#### TEXTAUSZUG:
══════════
C 3... Treffer... versenkt

Bei dem Kinderspiel gibt es nur einen Feind: den Lehrer

Wenn nicht gerade der Präsident der USA einen besonderen PR-Gag im Sinn hat und seinen Generalstabschef zur Seeschlacht auf Papier bittet, ist das Spielchen „Schiffeversenken“ eher still, unauffällig und diskret. Seine fast lautlosen Attacken und die Waffenwirkung im Flüsterton machen Schiffeversenken zum idealen Zeitvertreib gelangweilter Schüler. Stets stehen sich zwei feindliche Flotten gegenüber, aber die Flottenchefs sitzen friedlich nebeneinander. Im Kampf gegeneinander haben sie immer ein Auge auf den gemeinsamen Gegner, den Lehrer – als möglichen Spielverderber. Die eigene Gegnerschaft verblasst dagegen. Jeder will gewinnen, aber keiner den Zorn des „Überfeindes“ zu spüren bekommen.

Zudem verbindet der gemeinsame Regelverstoß mehr, als der Frust über die versenkte Flotte entzweien mag – es ist ja nur ein Spiel. Natürlich bedarf die eigene Schlachtordnung des Sichtschutzes vor der gegnerischen Aufklärung. Doch Mogeln ist ausgeschlossen, am Ende werden die Eintragungen auf den „Seekarten“ verglichen. Das Spiel zwingt zur Ehrlichkeit.

Als Strategiespiel ist Schiffeversenken, anders als das dynamische Schach, ein statisches. Einmal aufgestellt, lassen sich die Positionen der Einheiten nicht mehr verändern. So ist es auch ein Spiel des passiven Erduldens, ohne Gegenwehr, eigentlich ein Ratespiel: Welche Formation hat der gegnerische Admiral wohl gewählt?

Doch warum werden ausgerechnet Schiffe versenkt und keine Panzer in die Luft gejagt? Ich vermute: Der unbekannte Erfinder hat Schiffe als Spielfiguren gewählt, weil Schiffe schön, schlank und die Fantasie anregende Phallussymbole sind. So lange sie schwimmen, heben sie sich eindeutig gegen das Wasser ab, sind gut sichtbar. Wird ein Schiff richtig getroffen, geht es unter, sauber und rückstandsfrei. Keine unästhetisch mahnenden Wracks, keine Leichen, kein Blut. Das Meer deckt alles zu. Ein Flugzeugträger in Waffenreichweite hat in der Zieloptik eines U-Boot-Periskops gerade mal die Größe eines Fünfmarkstücks. Immer häufiger sind Seeziele nur noch Leuchtpunkte auf dem Radarschirm.
══════════
#### ZEILEN DES DATENSATZES:
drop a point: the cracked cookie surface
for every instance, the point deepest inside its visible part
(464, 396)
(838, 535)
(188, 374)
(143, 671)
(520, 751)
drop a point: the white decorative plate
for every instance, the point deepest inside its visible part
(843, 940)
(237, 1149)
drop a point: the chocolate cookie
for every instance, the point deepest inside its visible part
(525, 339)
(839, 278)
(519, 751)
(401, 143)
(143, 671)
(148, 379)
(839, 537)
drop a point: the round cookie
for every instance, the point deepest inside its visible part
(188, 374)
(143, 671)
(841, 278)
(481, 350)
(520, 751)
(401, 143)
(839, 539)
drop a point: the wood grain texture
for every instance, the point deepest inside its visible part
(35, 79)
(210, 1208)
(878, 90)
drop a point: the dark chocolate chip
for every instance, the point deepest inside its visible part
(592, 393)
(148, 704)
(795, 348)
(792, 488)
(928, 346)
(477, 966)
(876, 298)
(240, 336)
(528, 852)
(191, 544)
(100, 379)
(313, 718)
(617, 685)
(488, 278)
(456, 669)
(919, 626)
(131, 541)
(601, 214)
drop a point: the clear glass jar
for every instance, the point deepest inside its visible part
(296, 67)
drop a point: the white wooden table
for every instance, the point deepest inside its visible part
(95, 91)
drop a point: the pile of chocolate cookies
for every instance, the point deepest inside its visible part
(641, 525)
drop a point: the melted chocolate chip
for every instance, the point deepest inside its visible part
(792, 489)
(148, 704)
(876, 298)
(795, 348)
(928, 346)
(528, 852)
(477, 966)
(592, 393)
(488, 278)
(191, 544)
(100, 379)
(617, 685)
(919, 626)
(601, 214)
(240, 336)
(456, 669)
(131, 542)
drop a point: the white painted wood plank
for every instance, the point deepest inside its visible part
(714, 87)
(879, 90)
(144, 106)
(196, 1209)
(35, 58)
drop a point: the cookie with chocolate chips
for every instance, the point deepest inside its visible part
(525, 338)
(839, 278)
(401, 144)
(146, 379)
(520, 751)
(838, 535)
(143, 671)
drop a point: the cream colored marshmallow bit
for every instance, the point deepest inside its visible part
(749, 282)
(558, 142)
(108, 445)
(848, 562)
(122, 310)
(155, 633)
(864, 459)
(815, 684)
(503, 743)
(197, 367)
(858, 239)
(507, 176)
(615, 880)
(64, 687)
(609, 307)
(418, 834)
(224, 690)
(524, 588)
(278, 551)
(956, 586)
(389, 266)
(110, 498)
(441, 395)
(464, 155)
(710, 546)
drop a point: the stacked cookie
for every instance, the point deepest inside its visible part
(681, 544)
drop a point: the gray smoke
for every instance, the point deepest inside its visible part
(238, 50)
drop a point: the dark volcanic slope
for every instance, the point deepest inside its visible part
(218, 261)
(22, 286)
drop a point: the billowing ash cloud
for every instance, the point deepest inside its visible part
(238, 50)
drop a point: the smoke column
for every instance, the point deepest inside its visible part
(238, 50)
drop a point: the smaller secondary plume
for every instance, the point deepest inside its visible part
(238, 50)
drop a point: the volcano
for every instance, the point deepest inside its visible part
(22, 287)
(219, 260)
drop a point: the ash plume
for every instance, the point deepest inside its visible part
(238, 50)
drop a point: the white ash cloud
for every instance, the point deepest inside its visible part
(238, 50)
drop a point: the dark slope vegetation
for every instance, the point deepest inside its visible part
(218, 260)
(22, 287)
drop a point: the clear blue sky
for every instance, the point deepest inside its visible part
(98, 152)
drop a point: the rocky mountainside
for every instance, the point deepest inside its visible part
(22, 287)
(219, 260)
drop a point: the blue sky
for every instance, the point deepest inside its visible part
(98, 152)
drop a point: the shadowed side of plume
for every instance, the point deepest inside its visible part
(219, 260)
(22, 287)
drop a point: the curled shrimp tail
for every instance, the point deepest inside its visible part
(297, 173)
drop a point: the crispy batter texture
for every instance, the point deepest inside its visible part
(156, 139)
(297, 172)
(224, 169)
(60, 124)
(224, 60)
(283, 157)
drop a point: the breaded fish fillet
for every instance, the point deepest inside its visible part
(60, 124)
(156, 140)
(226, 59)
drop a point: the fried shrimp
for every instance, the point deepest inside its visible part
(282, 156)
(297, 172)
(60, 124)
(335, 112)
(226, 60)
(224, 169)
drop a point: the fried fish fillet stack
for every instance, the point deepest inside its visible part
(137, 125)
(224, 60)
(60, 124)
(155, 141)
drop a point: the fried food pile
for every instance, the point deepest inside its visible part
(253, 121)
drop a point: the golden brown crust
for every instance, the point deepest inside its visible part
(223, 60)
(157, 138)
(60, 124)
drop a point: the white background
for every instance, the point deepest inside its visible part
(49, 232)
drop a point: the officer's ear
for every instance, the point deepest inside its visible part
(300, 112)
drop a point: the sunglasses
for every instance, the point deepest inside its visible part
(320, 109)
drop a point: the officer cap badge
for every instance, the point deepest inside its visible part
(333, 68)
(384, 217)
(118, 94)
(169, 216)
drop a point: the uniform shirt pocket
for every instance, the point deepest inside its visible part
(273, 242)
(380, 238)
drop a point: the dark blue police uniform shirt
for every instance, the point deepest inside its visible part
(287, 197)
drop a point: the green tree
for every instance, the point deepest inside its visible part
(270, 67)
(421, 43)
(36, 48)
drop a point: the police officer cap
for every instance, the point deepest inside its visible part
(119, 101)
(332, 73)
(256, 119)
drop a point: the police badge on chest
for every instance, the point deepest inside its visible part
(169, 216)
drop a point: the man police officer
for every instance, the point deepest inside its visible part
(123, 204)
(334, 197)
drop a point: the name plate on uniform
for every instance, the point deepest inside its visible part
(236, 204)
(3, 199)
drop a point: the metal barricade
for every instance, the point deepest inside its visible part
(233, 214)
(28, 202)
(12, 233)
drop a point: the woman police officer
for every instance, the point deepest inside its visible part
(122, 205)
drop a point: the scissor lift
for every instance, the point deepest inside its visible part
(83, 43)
══════════
#### AUFGABENSTELLUNG:
Schreibe den Textauszug über das Spiel Schiffeversenken im gleichen Ton weiter, beginnend nach seinem letzten Satz.

#### ERGEBNIS DER ÜBUNG:
Seekrieg war der erste Abstandskrieg der Geschichte. Abstand macht frei. Abstand des Waffenauslösers zur scheußlichen Waffenwirkung in Seemeilen erlaubt Abstand, ja Distanzierung im Denken und Fühlen, in der Betroffenheit und der Verantwortung für das eigene Tun und seine Folgen. Heute ist jeder moderne Krieg, zu Wasser, zu Lande und in der Luft elektronischer Abstandskrieg. Knopfdrücker und Opfer bleiben sich unbekannt. Kein Erschrecken, kein Entsetzen, keine Chance für Pardon.

Schiffeversenken ist Unterhaltung. Das Knöpfedrücken im Hightech-Krieg ist kein Schiffeversenken. Als jemand, der die Untauglichkeit moderner Militärapparate zur Bewahrung des Friedens einerseits und die Untauglichkeit moderner Gesellschaften zum Überleben unter heutigen Kriegsbedingungen andererseits erkannt hat, wünsche ich mir, dass darüber gelegentlich nachgedacht wird. Vielleicht sogar beim Schiffeversenken.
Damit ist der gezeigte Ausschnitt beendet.